What to work on =>
Return all of the entries below exactly as they are given.

Records contained in a dataset:
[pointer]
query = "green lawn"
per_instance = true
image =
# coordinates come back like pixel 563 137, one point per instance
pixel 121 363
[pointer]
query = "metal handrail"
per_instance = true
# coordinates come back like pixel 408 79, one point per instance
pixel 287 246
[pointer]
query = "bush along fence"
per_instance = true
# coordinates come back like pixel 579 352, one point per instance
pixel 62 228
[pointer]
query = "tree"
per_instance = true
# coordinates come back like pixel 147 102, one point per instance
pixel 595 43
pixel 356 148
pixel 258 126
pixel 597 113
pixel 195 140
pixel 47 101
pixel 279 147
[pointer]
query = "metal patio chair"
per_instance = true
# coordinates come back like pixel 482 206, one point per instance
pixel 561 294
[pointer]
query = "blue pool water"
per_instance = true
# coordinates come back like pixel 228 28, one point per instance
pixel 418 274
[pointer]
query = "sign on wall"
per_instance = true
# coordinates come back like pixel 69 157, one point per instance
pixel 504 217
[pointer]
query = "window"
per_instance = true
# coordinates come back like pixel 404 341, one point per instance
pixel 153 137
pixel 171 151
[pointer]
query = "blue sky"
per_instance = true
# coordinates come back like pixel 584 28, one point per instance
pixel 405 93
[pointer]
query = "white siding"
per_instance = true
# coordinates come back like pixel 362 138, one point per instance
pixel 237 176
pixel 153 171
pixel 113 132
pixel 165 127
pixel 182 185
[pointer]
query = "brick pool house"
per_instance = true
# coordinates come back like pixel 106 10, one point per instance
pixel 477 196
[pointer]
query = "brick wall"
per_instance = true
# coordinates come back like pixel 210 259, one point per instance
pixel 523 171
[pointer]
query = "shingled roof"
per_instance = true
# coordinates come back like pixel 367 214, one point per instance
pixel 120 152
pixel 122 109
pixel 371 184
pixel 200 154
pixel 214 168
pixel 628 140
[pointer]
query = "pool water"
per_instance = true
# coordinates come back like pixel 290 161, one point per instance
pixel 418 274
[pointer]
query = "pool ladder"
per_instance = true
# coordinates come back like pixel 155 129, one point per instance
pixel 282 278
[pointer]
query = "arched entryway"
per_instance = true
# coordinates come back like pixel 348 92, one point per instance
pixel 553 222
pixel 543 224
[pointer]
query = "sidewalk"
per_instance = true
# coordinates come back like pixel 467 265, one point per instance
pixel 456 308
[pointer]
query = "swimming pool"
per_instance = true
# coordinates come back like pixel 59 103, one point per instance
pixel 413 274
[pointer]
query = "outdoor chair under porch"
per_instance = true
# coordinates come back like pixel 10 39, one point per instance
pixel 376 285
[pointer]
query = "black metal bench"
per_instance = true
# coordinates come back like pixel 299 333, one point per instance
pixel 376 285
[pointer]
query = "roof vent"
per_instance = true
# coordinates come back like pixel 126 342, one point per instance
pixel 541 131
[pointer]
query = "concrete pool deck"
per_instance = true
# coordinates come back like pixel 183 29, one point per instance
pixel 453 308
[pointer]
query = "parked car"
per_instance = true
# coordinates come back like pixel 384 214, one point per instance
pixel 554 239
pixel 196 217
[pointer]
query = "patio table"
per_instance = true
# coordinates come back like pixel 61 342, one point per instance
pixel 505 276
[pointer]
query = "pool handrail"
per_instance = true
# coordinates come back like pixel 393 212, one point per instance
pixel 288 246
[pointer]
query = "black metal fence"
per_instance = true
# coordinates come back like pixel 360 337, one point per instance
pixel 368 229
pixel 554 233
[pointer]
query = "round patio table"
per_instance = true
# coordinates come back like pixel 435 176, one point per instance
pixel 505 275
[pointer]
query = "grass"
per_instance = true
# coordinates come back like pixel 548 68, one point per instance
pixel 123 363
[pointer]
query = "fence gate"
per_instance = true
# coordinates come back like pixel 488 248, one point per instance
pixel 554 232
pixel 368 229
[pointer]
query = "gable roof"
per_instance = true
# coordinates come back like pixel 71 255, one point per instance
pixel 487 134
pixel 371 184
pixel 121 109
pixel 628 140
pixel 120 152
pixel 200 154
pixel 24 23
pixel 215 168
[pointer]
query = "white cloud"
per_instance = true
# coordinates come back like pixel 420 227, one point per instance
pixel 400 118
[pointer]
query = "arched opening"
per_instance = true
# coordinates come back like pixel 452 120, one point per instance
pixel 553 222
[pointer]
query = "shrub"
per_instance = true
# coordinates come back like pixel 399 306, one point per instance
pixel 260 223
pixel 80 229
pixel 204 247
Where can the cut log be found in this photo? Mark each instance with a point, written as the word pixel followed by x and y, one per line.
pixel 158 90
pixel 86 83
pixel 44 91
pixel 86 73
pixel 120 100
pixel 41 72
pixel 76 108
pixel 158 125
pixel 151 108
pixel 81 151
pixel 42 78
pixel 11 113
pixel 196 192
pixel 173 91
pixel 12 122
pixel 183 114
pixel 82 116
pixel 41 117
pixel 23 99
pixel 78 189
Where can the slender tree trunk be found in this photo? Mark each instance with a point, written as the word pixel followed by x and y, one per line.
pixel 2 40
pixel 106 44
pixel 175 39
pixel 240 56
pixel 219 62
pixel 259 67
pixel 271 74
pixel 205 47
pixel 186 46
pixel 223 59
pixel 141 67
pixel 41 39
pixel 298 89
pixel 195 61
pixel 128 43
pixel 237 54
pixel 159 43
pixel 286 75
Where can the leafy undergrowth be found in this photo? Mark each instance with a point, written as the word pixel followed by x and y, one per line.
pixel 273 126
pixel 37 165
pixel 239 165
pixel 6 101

Solution =>
[pointer]
query = "green lawn"
per_instance = true
image =
# coordinates come back like pixel 563 137, one point per instance
pixel 121 363
[pointer]
query = "metal handrail"
per_instance = true
# coordinates come back like pixel 408 79, one point per instance
pixel 287 246
[pointer]
query = "bush along fence"
per_instance = true
# coordinates come back like pixel 579 352, one point per instance
pixel 62 228
[pointer]
query = "tree"
per_instance = true
# coordinates come back like pixel 147 102, one point per instance
pixel 595 43
pixel 356 148
pixel 258 126
pixel 597 113
pixel 195 140
pixel 47 101
pixel 279 147
[pointer]
query = "metal patio chair"
per_instance = true
# coordinates come back like pixel 482 206, one point per instance
pixel 561 294
[pointer]
query = "blue pool water"
per_instance = true
# coordinates come back like pixel 228 28, one point per instance
pixel 418 274
[pointer]
query = "sign on wall"
per_instance = true
# coordinates come back like pixel 69 157, one point per instance
pixel 504 217
[pointer]
query = "window"
per_instance = true
# coordinates come back like pixel 404 341, one point per instance
pixel 153 137
pixel 171 151
[pointer]
query = "blue sky"
per_instance = true
# coordinates come back like pixel 584 28, one point per instance
pixel 405 93
[pointer]
query = "white siding"
per_instance = true
# coordinates come back like pixel 362 138, one point per instance
pixel 237 176
pixel 153 171
pixel 113 132
pixel 165 127
pixel 182 185
[pointer]
query = "brick pool house"
per_instance = true
# coordinates come back like pixel 106 10, one point per instance
pixel 477 196
[pointer]
query = "brick wall"
per_instance = true
# coordinates come back like pixel 210 259, one point per instance
pixel 523 171
[pointer]
query = "shingled roof"
per_instance = true
# coordinates come back like pixel 367 214, one point per instance
pixel 120 152
pixel 122 109
pixel 371 184
pixel 200 154
pixel 214 168
pixel 628 140
[pointer]
query = "pool water"
per_instance = true
# coordinates come back like pixel 290 161, one point per instance
pixel 418 274
[pointer]
query = "pool ladder"
per_instance = true
# coordinates come back like pixel 155 129, one point per instance
pixel 282 278
[pointer]
query = "arched entryway"
per_instance = true
# coordinates come back like pixel 348 92, one point per instance
pixel 553 222
pixel 543 224
[pointer]
query = "sidewalk"
per_instance = true
# coordinates come back like pixel 467 265, one point per instance
pixel 456 308
[pointer]
query = "swimming pool"
per_instance = true
# coordinates come back like pixel 59 103, one point per instance
pixel 413 274
[pointer]
query = "outdoor chair under porch"
per_instance = true
# coordinates come back like pixel 10 39, one point per instance
pixel 376 285
[pointer]
query = "black metal bench"
per_instance = true
# coordinates come back like pixel 299 333, one point per instance
pixel 376 285
[pointer]
query = "roof vent"
per_instance = true
# coordinates come back like pixel 126 342, one point per instance
pixel 541 131
[pointer]
query = "concrete pool deck"
per_instance = true
# coordinates come back like pixel 183 29, one point per instance
pixel 453 308
[pointer]
query = "parked car"
per_instance = true
# coordinates come back like pixel 384 214, one point per instance
pixel 554 239
pixel 196 217
[pointer]
query = "patio table"
per_instance = true
# coordinates come back like pixel 61 342, one point per instance
pixel 505 276
[pointer]
query = "pool handrail"
per_instance = true
# coordinates come back like pixel 393 212, one point per instance
pixel 288 246
[pointer]
query = "black metal fence"
per_instance = true
# coordinates come back like pixel 360 337, one point per instance
pixel 368 229
pixel 554 233
[pointer]
query = "round patio table"
per_instance = true
# coordinates come back like pixel 435 176, one point per instance
pixel 505 275
[pointer]
query = "grass"
per_instance = true
# coordinates come back like pixel 548 68, one point per instance
pixel 123 363
[pointer]
query = "fence gate"
per_instance = true
# coordinates come back like pixel 488 248, one point per instance
pixel 554 232
pixel 368 229
[pointer]
query = "gable roof"
per_instance = true
# coordinates come back like pixel 71 255, one point per instance
pixel 487 134
pixel 371 184
pixel 121 109
pixel 628 140
pixel 120 152
pixel 200 154
pixel 24 23
pixel 215 168
[pointer]
query = "white cloud"
per_instance = true
# coordinates come back like pixel 420 227, one point per instance
pixel 400 118
[pointer]
query = "arched opening"
per_instance = true
# coordinates come back like pixel 452 120, one point per instance
pixel 553 222
[pointer]
query = "shrub"
per_instance = true
# coordinates come back like pixel 399 306, one point per instance
pixel 260 223
pixel 80 229
pixel 204 247
Where can the cut log be found in this photo? Mark each instance with a point, written as the word pixel followed by x and y, one per line.
pixel 158 90
pixel 86 83
pixel 44 91
pixel 86 73
pixel 120 100
pixel 41 72
pixel 76 108
pixel 158 125
pixel 151 108
pixel 81 151
pixel 42 78
pixel 11 113
pixel 196 192
pixel 173 91
pixel 12 122
pixel 183 114
pixel 82 116
pixel 41 117
pixel 23 99
pixel 78 189
Where can the slender tree trunk be found in this photo? Mark each instance with a point, written as the word pixel followed by x and y, one per line.
pixel 2 40
pixel 106 44
pixel 175 39
pixel 240 56
pixel 219 62
pixel 259 67
pixel 271 74
pixel 205 47
pixel 186 46
pixel 223 59
pixel 141 67
pixel 41 39
pixel 298 89
pixel 195 61
pixel 128 43
pixel 237 54
pixel 159 43
pixel 286 75
Where can the leafy undergrowth be found in this photo? Mark each instance with a point, written as the word pixel followed by x and y, one per line.
pixel 273 126
pixel 37 165
pixel 239 165
pixel 6 101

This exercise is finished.